-- START DATA LISTING --
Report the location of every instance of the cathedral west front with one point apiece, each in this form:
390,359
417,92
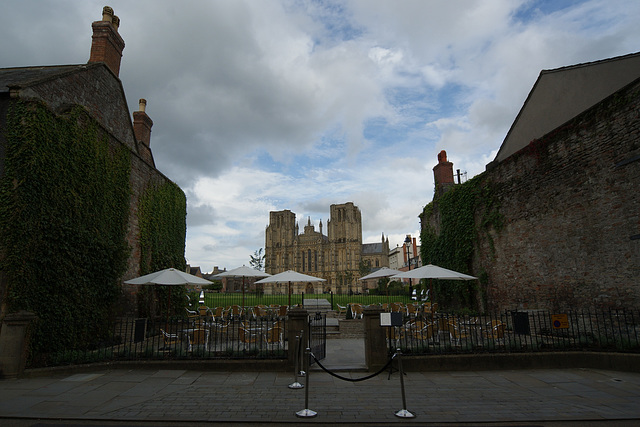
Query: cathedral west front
339,257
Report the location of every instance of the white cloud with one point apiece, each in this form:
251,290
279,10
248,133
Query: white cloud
261,106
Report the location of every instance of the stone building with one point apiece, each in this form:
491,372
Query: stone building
565,184
97,89
336,257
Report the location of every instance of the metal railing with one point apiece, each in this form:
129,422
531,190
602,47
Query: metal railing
243,336
517,331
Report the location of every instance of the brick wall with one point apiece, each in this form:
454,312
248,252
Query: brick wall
571,204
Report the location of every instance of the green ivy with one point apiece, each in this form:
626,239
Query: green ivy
163,226
64,205
454,246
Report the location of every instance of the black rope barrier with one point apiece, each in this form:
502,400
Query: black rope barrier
368,377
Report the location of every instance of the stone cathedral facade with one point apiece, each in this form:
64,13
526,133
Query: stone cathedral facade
336,257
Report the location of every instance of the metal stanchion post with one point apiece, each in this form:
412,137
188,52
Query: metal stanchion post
302,372
296,384
403,413
306,413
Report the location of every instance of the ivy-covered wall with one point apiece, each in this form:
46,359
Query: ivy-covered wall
162,222
64,206
451,227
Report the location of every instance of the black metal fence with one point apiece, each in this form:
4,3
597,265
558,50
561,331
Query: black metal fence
251,299
230,336
517,331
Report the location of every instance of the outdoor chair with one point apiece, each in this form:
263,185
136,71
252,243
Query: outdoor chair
247,337
274,335
282,310
457,334
394,334
259,312
412,310
198,337
169,340
202,310
423,333
357,311
217,313
236,311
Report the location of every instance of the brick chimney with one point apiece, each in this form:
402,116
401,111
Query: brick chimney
443,173
107,45
142,125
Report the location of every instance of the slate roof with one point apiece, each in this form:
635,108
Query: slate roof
560,94
27,76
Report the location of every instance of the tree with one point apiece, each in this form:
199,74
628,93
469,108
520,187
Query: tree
257,260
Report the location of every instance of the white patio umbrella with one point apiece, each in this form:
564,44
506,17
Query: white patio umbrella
168,277
431,272
290,276
243,272
383,272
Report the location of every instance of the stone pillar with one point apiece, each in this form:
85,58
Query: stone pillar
375,343
13,343
297,320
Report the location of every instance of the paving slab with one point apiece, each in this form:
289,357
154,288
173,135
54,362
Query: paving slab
548,397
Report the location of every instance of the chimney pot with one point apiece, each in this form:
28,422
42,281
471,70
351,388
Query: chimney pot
107,14
107,45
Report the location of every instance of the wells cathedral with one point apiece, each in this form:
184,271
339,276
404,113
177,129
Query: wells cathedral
337,257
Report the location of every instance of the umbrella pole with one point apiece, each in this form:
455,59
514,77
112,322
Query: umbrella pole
166,325
431,297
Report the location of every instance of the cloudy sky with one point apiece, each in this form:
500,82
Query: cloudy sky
298,104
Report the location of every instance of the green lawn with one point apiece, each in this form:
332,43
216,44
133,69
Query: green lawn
227,299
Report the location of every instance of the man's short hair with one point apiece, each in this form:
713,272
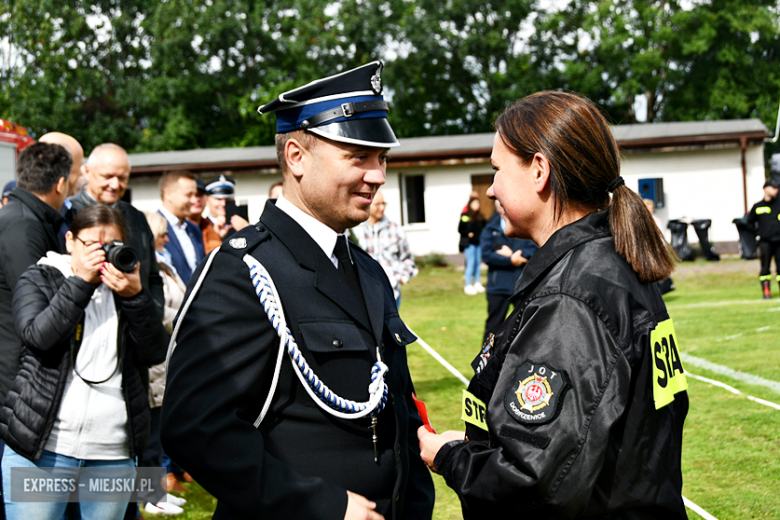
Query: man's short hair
171,177
41,165
307,139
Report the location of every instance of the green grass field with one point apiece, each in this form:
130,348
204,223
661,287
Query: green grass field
731,453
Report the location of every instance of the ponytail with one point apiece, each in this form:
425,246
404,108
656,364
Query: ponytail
637,237
584,167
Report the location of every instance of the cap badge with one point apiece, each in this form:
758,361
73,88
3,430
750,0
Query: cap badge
237,243
376,82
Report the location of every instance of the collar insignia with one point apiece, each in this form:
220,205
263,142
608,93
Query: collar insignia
237,243
537,395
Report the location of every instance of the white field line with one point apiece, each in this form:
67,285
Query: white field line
730,372
733,390
437,357
454,371
699,511
719,304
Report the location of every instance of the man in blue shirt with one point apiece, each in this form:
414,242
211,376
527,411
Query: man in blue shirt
505,258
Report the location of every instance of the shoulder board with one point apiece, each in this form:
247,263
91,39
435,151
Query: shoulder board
245,240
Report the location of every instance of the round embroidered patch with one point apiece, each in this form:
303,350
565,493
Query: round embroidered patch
537,394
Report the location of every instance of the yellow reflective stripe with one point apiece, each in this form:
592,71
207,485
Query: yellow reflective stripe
474,410
668,374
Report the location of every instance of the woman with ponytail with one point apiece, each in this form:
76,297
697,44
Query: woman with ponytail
577,405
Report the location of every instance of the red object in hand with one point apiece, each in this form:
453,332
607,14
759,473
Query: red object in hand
423,411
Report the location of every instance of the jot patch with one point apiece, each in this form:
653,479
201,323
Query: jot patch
536,394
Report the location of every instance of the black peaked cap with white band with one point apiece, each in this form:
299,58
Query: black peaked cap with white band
347,107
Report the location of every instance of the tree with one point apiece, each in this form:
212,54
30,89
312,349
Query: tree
458,65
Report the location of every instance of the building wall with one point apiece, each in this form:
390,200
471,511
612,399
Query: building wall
701,184
697,184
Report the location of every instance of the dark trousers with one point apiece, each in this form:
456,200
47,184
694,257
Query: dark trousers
767,250
498,305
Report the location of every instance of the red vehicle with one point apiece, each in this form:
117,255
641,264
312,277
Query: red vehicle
-- END DATA LISTING --
* [REQUEST]
Copy the listing in full and without alteration, omitting every picture.

* [EXPECTED OUTPUT]
Report the location of every instance of the cathedral west front with one point apiece, each in this form:
390,359
417,92
Query: cathedral west front
339,257
Report the location of every instance of the white cloud with one point apiece, each in this form:
251,290
279,10
248,133
Query: white cloud
261,106
Report the location of every instance of the stone building with one point apiece, each in this form:
491,372
Query: stone building
565,184
97,89
336,257
Report the location of every instance of the metal railing with one point apiece, each in this form:
129,422
531,190
602,47
Query: metal railing
243,336
517,331
Report the location of every instance of the brick wall with one point apiece, each in this form:
454,312
248,252
Query: brick wall
571,204
Report the location of every instance of the green ivy with one point apiece, each in this form:
626,239
Query: green ivy
163,226
64,205
454,246
Report the location of every instance of the black rope barrier with one point apiece, each in this form:
502,400
Query: black rope barrier
368,377
Report the location of every instance of the stone cathedral facade with one point apiece, each in this form:
64,13
526,133
Query: stone cathedral facade
336,257
Report the location of every instance of the metal stanchion post with one point apiece, each in this form:
412,137
188,52
Query: metal stanchion post
302,372
296,384
403,413
306,413
Report the location of every instance of the ivy-covered wall with one point apiece, each in this form:
46,359
Query: ivy-covered wall
162,222
64,206
451,227
Report the location of every instance of the black metal fence with one point apiece, each in this form:
4,3
597,265
558,50
561,331
Query: black metal fence
251,299
230,336
517,331
Report the location of every instance of the outdoor chair with one point apiece, each in this form:
263,185
136,71
252,243
Query: outdoor chair
247,337
274,335
282,310
457,334
394,334
259,312
412,310
198,337
169,340
202,310
423,333
357,311
217,313
236,311
Report the location of every instance of the brick chimney with one point apiece, each in this form:
402,116
401,111
Query: brick chimney
443,173
107,45
142,125
Report the location of every instance of the slate roof with one point apiece, each in this form:
635,108
Query: slate roof
560,94
27,76
Report the location of every instance of the tree with one point apiece, each in this form:
199,74
628,93
469,108
520,187
Query: tree
257,260
Report the location of every instance of the white patio umbrella with one point apiece, each in this form:
564,44
506,17
Query: white patio umbrella
168,277
431,272
290,276
243,272
383,272
Report the location of every instance of the stone pillar with one point apiece, each in this form:
85,58
Query: stone pillar
375,343
13,343
297,320
Report the location of every instance of the paving slab with one point apiece, each in this form:
289,357
154,288
173,135
54,362
Query: paving slab
548,397
Report the location of every instance of the chimney pot with one point apiece, each in this form:
28,422
42,281
471,70
351,388
Query: chimney pot
107,14
107,45
Report the location of every instance of the wells cathedral with one point apiece, each in this form:
184,271
339,276
404,113
177,129
Query: wells cathedral
337,257
Report the location of every instance of the umbrella pole with one point apiece, each in this form:
455,59
514,77
112,322
Query: umbrella pole
166,325
431,297
Report the location of every instance of the cloudy sky with one point apiece, each in this form:
500,82
Query: cloudy sky
298,104
Report the location of every instance of the green lawn with one point apiece, each in this form:
332,43
216,44
133,69
Query: green lawn
227,299
Report the location of every instance of the man's short hair with one point apiece, each in this form:
713,272
Query: man's short hair
171,177
41,165
307,139
Report the location of every instance of the green grass field with one point apiece, each in this form:
130,348
204,223
661,287
Query: green grass field
731,453
Report the location of every instance of the ponytail with one point apiece, each in this form:
425,246
404,108
656,364
Query: ponytail
637,237
584,167
Report the location of every instance of the cap badge with one point apiece, each in this form:
758,361
73,88
3,430
750,0
Query: cap badge
237,243
376,82
Report the location of every instance of the collar insignia with one point apiece, each in this form:
220,205
263,142
608,93
Query: collar insignia
237,243
537,395
Report the location of every instance of the white field line with one point apiece, each in this form:
67,285
Query: white field line
730,372
733,390
437,357
454,371
699,511
719,304
Report the location of every instance of the man in blue shirt with one point apiece, each in this form:
414,242
211,376
527,411
Query: man in blue shirt
505,258
Report the location of every instance of the shoulder board with one point apiece, each in this form:
247,263
91,39
435,151
Query: shoulder board
245,240
Report the location of every instance of the round embroidered patch with one point apiece, each in this form:
303,350
565,493
Query: round embroidered patch
537,394
Report the location of every instance of the yellow reflective stripe with one point apiece, each in this form:
592,71
207,485
Query: yellow reflective stripe
474,410
668,374
Report the location of every instance of the woman with ponytail with one point apiece, each in this form:
76,297
697,44
Query: woman with ponytail
577,405
Report the location of every instance of the red object in hand with one point apiece, each in this form:
453,332
607,14
759,473
Query: red object in hand
423,411
Report the location of every instance of the jot patch with one point apiece, each in this form:
653,479
201,323
Query: jot patch
536,394
Report the location of every instance of the black peaked cap with white band with one point apiece, each in this form:
299,58
Query: black peaked cap with white band
347,107
Report the location of every instance of the tree with one point apiece, each in this form:
212,54
30,89
312,349
Query: tree
458,65
Report the location of every instance of the building wall with one point apiece, each in this form:
390,200
471,511
612,399
Query: building wall
701,184
697,184
Report the location of every instance of the dark trousers with one point apiece, each in this form:
456,200
47,184
694,257
Query: dark trousers
767,250
498,305
Report the location of every instance of the red vehicle with one point apiece, each in this form:
117,255
641,264
312,277
Query: red vehicle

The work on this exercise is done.